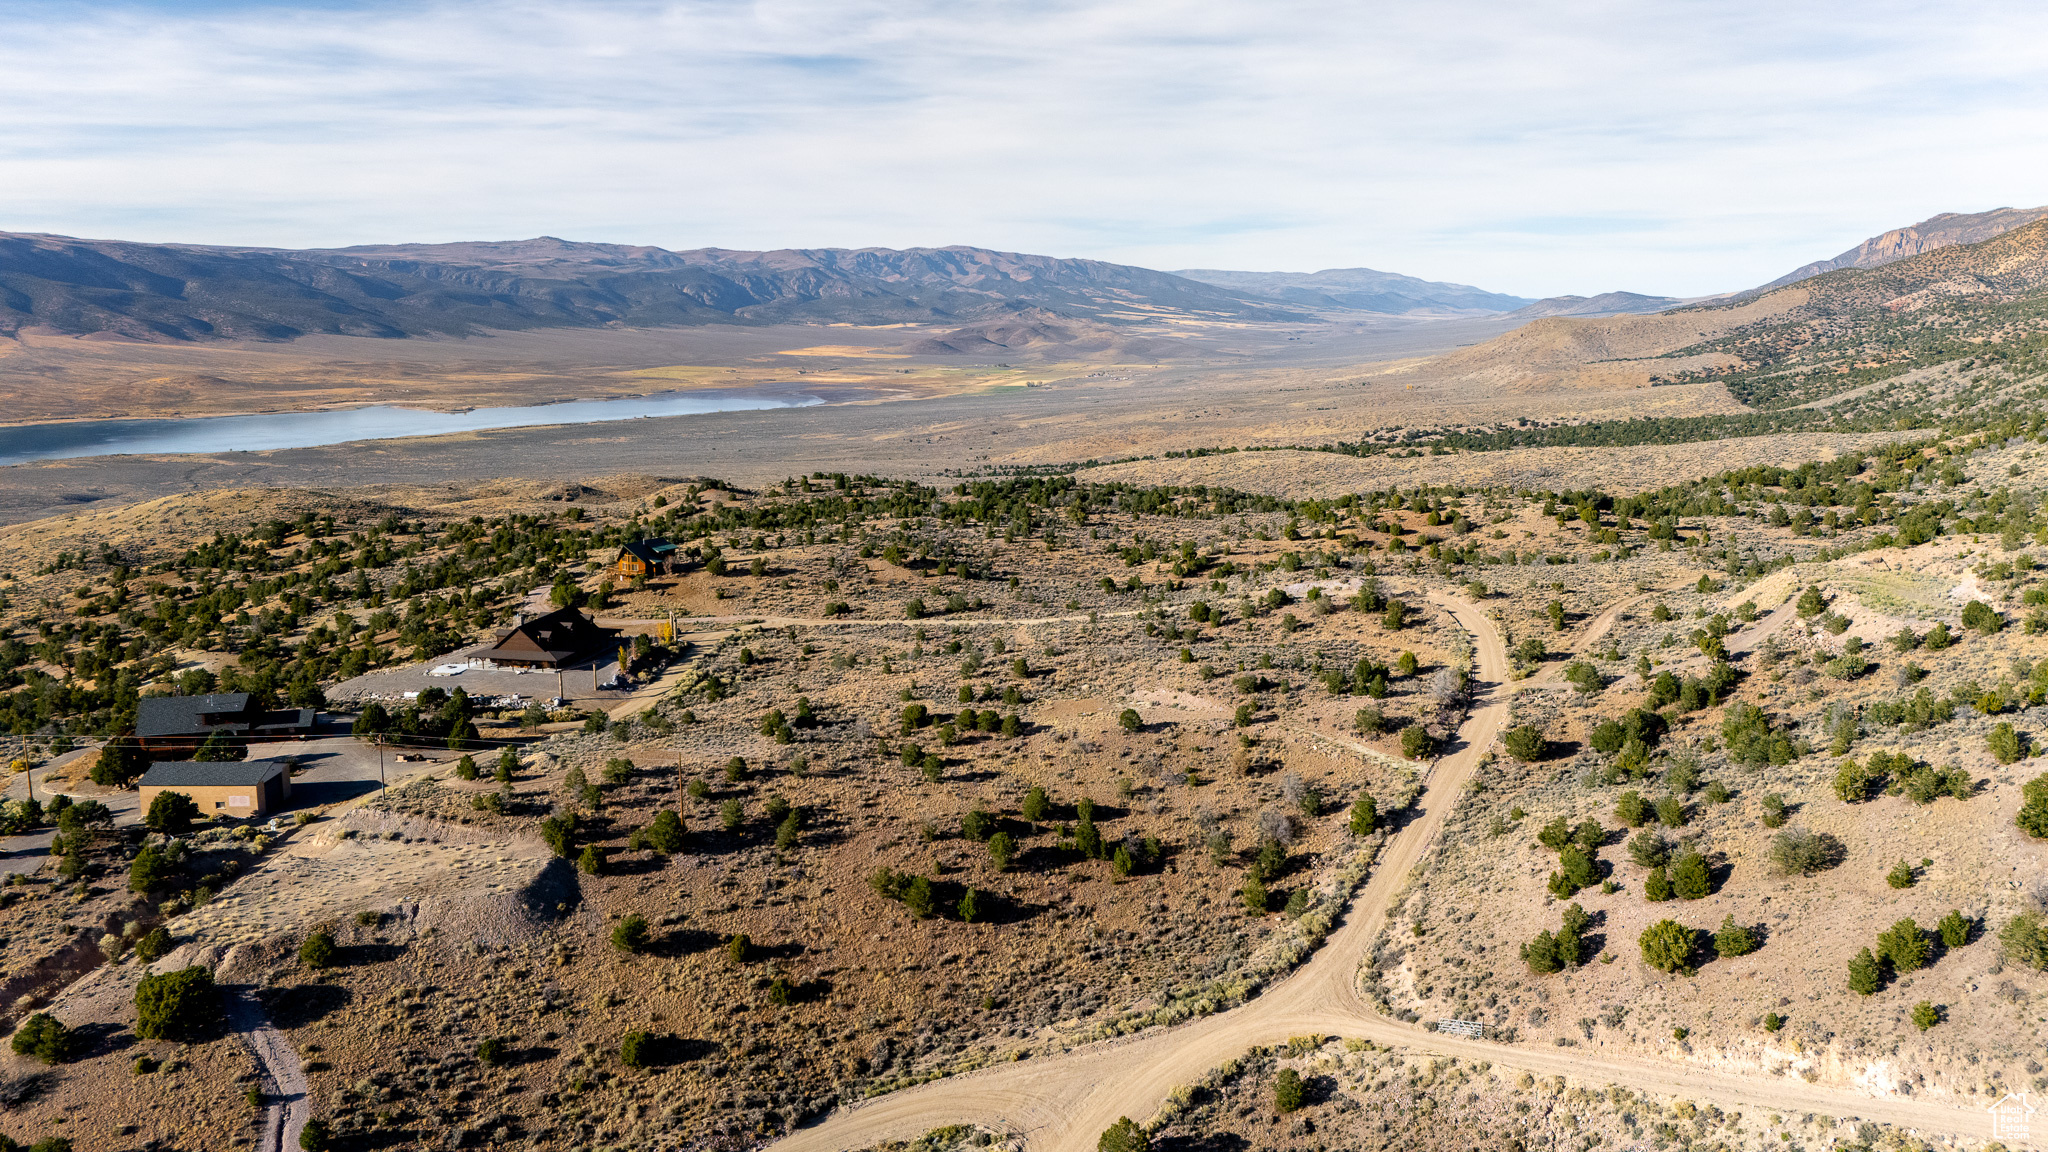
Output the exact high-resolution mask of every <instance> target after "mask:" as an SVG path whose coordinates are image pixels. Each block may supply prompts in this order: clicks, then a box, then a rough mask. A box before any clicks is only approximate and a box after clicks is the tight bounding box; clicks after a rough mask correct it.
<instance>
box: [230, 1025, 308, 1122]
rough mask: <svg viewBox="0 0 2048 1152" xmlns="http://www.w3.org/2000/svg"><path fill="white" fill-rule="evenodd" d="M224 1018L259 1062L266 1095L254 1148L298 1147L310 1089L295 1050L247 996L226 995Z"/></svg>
mask: <svg viewBox="0 0 2048 1152" xmlns="http://www.w3.org/2000/svg"><path fill="white" fill-rule="evenodd" d="M227 1021H229V1025H231V1027H233V1031H236V1033H238V1035H240V1037H242V1039H244V1043H248V1045H250V1054H252V1056H256V1064H260V1066H262V1093H264V1097H266V1099H268V1103H266V1105H264V1115H262V1129H260V1132H258V1136H256V1152H293V1150H295V1148H299V1134H301V1132H305V1121H307V1119H311V1099H313V1097H311V1093H309V1091H307V1086H305V1068H301V1066H299V1052H297V1050H295V1047H293V1045H291V1041H289V1039H285V1035H283V1033H281V1031H276V1029H274V1027H270V1017H266V1015H264V1011H262V1004H258V1002H256V1000H252V998H250V996H242V994H229V996H227Z"/></svg>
=======
Leaving out the pictures, return the records exactly as given.

Output the exact high-resolution mask of every <instance> target after "mask:" as an SVG path whose coordinates are image pixels. Each block may supply prompts in this order: clicks, then a box, then a rough mask. A box before any clicks is only approximate and a box after clicks is the tight bounding box; clicks after a rough mask correct it.
<instance>
box: [230, 1025, 308, 1122]
rough mask: <svg viewBox="0 0 2048 1152" xmlns="http://www.w3.org/2000/svg"><path fill="white" fill-rule="evenodd" d="M224 1018L259 1062L266 1095L254 1148L298 1147L310 1089L295 1050L247 996L226 995Z"/></svg>
mask: <svg viewBox="0 0 2048 1152" xmlns="http://www.w3.org/2000/svg"><path fill="white" fill-rule="evenodd" d="M227 1021H229V1025H231V1027H233V1031H236V1033H238V1035H240V1037H242V1039H244V1043H248V1045H250V1054H252V1056H256V1064H260V1066H262V1093H264V1097H266V1099H268V1103H266V1105H264V1115H262V1129H260V1132H258V1136H256V1152H293V1150H295V1148H299V1134H301V1132H305V1121H307V1119H311V1099H313V1097H311V1093H309V1091H307V1086H305V1068H301V1066H299V1052H297V1050H295V1047H293V1045H291V1041H289V1039H285V1035H283V1033H281V1031H276V1029H274V1027H270V1017H266V1015H264V1011H262V1004H258V1002H256V1000H252V998H250V996H242V994H229V996H227Z"/></svg>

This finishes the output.